EXCERPT PROVIDED ->
□ □ □ □
# Spirit Box doesn't do anything



## psicobam (Jul 14, 2022)

Hi guys!! I've been building an Spirit Box this last days. 

Today I've finished and when connected, it does nothing, not even the led is working. When I put the Depth knob at higher values a really small reverb can be listened.

When moving the rest of the knobs it seems like they do something according to their functions, but not really noticeable. 

I've cheched all the connections for jacks, power supply, footswitch and LED and seems like everything is well connected. 

Does someone can give me any tips about what else can I check? Attached you'll find some pictures of the circuit and external box. 

I'm quite new in this world, every suggestion even if its not related with this problem is very well received 

Thanks a lot in advance!!


----------



## PJS (Jul 14, 2022)

I am guessing the capacitor doesn't fit.  It looks as if the leads are not touching anything they shouldn't, but you are just asking for trouble.  I would be covering them with heatshrink just to make sure for all time.


----------



## szukalski (Jul 14, 2022)

Time to break out the multimeter and/or audio probe. Do you have signal when the pcb is bypassed?


----------



## carlinb17 (Jul 14, 2022)

The does the one pot that sits behind the board have a cover? Are you getting bypass? When you say the knobs do something are you in bypass or active? I would definitely look into the capacitor mentioned by @PJS. What does the back side of the board look like and have you tried powering it out of the enclosure. Is your LED connected correctly? Also how are you powering it


----------



## psicobam (Jul 14, 2022)

PJS said:


> I am guessing the capacitor doesn't fit.  It looks as if the leads are not touching anything they shouldn't, but you are just asking for trouble.  I would be covering them with heatshrink just to make sure for all time.


Yes, it's too big to fit it in place and couldn't find smaller ones, it's not touching anything but I'll follow your recomendation and will cover them.


----------



## psicobam (Jul 14, 2022)

szukalski said:


> Time to break out the multimeter and/or audio probe. Do you have signal when the pcb is bypassed?


Yess, I know, don't have one right now, but I will have one tomorrow to check everything properly. Yes, I have neat signal when bypassed.
□ □ □ □
WHAT TO DO ->
(1) In the Spirit Box thread, what does PJS say he would cover the capacitor leads with?
(2) Repeat the Spirit Box thread between "Hi guys!! I've" and "lot in advance!!", inclusive.
These records have no connection to the Spirit Box thread.

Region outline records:
□ □ □ □
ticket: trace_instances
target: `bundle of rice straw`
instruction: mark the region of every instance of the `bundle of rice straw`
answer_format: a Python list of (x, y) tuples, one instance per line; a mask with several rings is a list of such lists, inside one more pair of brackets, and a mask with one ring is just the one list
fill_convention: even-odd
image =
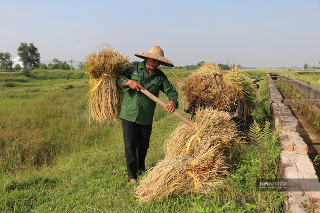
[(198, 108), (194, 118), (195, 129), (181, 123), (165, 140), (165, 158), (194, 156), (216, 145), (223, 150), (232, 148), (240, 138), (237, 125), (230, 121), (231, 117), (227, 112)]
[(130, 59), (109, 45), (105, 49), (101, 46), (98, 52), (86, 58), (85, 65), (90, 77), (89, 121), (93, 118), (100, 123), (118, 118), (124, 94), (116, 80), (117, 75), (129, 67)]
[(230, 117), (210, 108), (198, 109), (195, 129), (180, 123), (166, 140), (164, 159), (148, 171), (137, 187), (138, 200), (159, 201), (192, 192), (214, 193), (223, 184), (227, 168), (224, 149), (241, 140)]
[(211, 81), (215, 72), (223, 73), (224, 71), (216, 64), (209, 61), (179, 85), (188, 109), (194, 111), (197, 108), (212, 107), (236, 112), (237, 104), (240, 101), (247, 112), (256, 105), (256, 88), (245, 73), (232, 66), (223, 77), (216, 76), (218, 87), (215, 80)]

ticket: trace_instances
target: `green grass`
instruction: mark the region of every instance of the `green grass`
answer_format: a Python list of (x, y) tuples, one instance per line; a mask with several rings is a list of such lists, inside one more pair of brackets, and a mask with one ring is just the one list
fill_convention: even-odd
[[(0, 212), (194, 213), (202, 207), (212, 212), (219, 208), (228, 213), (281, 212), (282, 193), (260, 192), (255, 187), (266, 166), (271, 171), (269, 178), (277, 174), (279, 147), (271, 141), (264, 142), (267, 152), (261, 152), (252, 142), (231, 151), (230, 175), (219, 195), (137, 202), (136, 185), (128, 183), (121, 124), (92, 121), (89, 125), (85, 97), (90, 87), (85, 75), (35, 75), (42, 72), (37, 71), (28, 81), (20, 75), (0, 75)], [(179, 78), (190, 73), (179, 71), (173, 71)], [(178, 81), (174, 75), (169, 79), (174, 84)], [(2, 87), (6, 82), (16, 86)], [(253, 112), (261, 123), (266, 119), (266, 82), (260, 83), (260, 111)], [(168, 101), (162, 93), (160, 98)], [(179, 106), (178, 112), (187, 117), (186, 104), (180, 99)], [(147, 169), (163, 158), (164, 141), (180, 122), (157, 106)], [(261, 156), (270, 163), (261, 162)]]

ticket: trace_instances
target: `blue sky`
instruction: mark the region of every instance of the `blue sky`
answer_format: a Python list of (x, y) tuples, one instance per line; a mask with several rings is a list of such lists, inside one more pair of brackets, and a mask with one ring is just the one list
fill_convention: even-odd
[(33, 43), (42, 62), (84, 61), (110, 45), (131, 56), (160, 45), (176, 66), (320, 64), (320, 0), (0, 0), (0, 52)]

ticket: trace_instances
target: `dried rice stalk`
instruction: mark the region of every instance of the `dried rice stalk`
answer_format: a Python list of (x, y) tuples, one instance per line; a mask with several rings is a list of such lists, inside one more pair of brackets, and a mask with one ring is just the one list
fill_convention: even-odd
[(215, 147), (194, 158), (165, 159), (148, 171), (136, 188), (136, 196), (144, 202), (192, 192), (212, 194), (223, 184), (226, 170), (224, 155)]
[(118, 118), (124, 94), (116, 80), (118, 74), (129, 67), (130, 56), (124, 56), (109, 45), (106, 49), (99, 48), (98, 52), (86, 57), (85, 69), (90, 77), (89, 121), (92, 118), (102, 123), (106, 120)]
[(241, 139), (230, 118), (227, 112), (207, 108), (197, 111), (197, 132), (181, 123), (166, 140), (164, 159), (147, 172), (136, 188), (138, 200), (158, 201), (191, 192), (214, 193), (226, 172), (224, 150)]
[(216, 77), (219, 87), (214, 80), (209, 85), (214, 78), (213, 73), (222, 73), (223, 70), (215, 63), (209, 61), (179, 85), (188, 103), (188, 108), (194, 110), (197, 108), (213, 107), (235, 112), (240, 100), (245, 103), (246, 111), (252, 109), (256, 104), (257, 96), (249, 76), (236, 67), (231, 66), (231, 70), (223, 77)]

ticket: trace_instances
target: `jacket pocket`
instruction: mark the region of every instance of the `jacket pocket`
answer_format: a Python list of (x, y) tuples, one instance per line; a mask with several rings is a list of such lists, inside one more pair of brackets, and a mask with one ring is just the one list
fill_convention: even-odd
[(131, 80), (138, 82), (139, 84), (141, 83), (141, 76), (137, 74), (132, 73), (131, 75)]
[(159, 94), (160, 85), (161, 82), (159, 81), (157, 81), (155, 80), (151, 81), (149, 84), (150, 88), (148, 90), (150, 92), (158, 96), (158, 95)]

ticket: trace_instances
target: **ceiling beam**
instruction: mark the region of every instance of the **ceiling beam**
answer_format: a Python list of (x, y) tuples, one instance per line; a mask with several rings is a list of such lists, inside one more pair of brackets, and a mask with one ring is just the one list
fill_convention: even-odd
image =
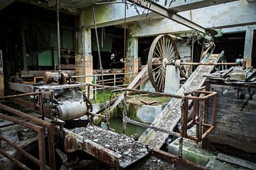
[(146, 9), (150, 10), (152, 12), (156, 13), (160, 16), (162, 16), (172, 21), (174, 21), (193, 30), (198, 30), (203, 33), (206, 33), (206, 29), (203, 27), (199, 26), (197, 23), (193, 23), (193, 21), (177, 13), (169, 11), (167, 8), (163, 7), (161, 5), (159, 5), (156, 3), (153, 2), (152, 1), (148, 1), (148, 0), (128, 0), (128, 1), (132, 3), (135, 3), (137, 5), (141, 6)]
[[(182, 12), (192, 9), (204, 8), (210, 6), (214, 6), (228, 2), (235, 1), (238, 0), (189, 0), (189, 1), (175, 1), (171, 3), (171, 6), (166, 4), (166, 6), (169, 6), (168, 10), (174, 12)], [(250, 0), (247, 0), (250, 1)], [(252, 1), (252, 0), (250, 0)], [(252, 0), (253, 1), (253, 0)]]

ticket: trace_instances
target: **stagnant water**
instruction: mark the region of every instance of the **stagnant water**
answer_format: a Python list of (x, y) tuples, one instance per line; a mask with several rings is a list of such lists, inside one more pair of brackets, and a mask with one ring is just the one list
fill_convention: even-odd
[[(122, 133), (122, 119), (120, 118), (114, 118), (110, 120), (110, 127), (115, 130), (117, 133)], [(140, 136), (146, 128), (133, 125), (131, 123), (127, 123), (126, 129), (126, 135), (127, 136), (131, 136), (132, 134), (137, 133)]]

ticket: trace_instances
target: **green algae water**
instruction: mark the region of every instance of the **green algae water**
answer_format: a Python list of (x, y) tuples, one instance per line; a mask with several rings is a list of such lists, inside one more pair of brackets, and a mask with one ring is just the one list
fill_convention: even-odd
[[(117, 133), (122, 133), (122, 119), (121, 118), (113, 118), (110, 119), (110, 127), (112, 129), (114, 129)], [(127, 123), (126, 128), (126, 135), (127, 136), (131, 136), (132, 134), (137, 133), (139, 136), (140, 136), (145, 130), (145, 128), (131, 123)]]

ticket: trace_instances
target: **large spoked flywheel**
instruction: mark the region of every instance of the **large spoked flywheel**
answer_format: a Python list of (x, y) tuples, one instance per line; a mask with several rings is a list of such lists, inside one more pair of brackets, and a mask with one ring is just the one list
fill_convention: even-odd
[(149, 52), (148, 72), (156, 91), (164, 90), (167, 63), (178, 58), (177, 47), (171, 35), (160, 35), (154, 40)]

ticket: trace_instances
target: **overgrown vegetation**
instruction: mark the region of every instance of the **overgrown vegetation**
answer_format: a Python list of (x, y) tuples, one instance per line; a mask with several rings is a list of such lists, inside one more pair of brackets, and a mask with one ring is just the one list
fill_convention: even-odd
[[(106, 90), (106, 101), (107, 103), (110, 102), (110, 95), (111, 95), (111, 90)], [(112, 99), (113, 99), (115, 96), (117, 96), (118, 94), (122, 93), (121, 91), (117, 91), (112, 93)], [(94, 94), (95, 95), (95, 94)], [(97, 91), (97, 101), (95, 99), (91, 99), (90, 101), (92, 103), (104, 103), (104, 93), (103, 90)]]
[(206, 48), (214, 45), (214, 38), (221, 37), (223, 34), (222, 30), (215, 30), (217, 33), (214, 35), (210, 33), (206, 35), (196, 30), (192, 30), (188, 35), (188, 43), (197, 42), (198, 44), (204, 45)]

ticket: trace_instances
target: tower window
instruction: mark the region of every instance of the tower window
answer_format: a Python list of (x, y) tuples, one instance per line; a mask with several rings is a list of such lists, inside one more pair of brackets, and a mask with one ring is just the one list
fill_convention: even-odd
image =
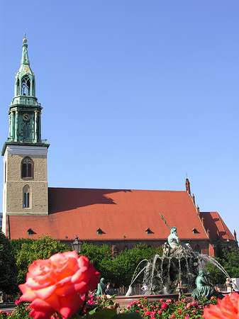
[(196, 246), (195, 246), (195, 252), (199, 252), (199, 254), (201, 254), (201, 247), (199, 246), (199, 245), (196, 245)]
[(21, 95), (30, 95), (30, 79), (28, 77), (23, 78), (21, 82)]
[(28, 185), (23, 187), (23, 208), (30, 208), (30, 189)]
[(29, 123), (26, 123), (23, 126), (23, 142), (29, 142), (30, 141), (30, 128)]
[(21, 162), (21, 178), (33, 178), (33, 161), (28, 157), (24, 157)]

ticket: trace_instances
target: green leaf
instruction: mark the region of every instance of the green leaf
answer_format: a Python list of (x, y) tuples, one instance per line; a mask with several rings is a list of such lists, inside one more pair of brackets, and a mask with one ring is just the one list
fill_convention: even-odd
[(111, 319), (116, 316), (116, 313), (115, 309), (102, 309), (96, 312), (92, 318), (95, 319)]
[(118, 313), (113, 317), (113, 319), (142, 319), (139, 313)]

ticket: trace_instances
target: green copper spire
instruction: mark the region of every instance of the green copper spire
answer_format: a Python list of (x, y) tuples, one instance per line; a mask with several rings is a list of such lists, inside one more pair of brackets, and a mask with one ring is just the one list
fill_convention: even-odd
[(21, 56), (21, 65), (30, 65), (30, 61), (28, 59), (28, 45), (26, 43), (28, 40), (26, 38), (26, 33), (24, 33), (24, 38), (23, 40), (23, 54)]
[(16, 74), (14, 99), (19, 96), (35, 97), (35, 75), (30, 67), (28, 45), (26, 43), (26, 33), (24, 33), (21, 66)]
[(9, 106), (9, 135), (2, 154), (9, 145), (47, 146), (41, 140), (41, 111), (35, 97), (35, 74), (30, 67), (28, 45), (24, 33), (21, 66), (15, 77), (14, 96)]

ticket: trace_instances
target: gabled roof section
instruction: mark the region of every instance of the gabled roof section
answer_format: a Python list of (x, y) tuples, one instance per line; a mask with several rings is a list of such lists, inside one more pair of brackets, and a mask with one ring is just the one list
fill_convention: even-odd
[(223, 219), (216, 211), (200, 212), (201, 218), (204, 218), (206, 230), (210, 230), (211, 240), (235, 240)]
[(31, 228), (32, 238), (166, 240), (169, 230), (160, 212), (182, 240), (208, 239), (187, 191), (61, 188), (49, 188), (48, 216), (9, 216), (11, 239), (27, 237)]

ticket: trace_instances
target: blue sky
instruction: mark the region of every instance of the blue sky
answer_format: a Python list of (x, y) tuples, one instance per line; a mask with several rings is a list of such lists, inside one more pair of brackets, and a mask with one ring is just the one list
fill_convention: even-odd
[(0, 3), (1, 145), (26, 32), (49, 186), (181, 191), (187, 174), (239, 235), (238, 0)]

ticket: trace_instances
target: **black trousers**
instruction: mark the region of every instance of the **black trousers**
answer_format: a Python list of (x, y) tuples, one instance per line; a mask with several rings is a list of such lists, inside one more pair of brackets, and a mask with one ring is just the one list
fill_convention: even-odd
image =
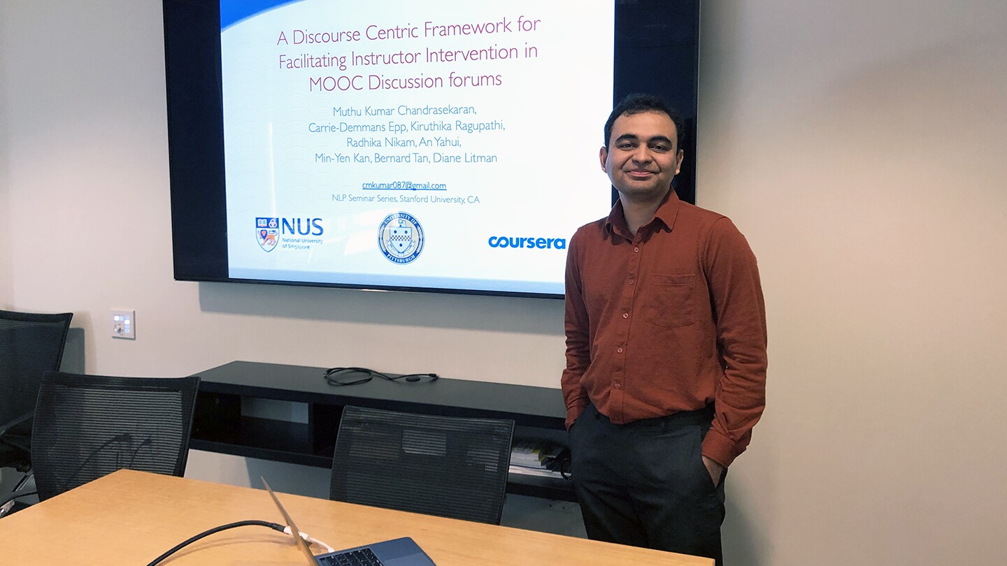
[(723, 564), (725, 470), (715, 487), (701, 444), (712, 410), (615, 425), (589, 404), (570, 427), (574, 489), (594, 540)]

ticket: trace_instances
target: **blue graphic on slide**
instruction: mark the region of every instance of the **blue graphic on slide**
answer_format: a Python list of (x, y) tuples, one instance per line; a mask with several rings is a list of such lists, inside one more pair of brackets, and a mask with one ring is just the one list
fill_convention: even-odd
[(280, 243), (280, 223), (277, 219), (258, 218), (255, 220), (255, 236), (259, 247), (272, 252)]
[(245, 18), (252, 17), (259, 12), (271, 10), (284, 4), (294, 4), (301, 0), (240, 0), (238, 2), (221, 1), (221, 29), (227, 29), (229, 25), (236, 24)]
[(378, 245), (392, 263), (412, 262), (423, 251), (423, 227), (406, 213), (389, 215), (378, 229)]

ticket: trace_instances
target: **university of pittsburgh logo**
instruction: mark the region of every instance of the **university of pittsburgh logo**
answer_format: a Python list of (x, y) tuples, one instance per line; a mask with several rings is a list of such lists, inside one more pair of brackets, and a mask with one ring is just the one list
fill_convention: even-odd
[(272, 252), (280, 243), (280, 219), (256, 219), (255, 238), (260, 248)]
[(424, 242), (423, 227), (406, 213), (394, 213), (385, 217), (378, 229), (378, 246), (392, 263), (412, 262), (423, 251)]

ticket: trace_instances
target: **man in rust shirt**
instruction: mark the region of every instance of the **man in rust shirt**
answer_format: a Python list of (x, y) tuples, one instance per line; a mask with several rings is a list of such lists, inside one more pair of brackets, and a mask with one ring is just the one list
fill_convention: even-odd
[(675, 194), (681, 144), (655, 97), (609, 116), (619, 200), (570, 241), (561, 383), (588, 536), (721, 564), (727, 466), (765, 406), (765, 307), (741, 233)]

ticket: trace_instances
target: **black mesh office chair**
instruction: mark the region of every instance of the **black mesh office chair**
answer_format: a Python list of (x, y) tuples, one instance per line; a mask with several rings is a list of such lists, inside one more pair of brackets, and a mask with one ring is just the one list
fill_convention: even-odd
□ □ □ □
ANSWERS PROVIDED ->
(1) Heatshrink.

(2)
Hi guys!! I've been building an Spirit Box this last days. 

Today I've finished and when connected, it does nothing, not even the led is working. When I put the Depth knob at higher values a really small reverb can be listened.

When moving the rest of the knobs it seems like they do something according to their functions, but not really noticeable. 

I've cheched all the connections for jacks, power supply, footswitch and LED and seems like everything is well connected. 

Does someone can give me any tips about what else can I check? Attached you'll find some pictures of the circuit and external box. 

I'm quite new in this world, every suggestion even if its not related with this problem is very well received 

Thanks a lot in advance!!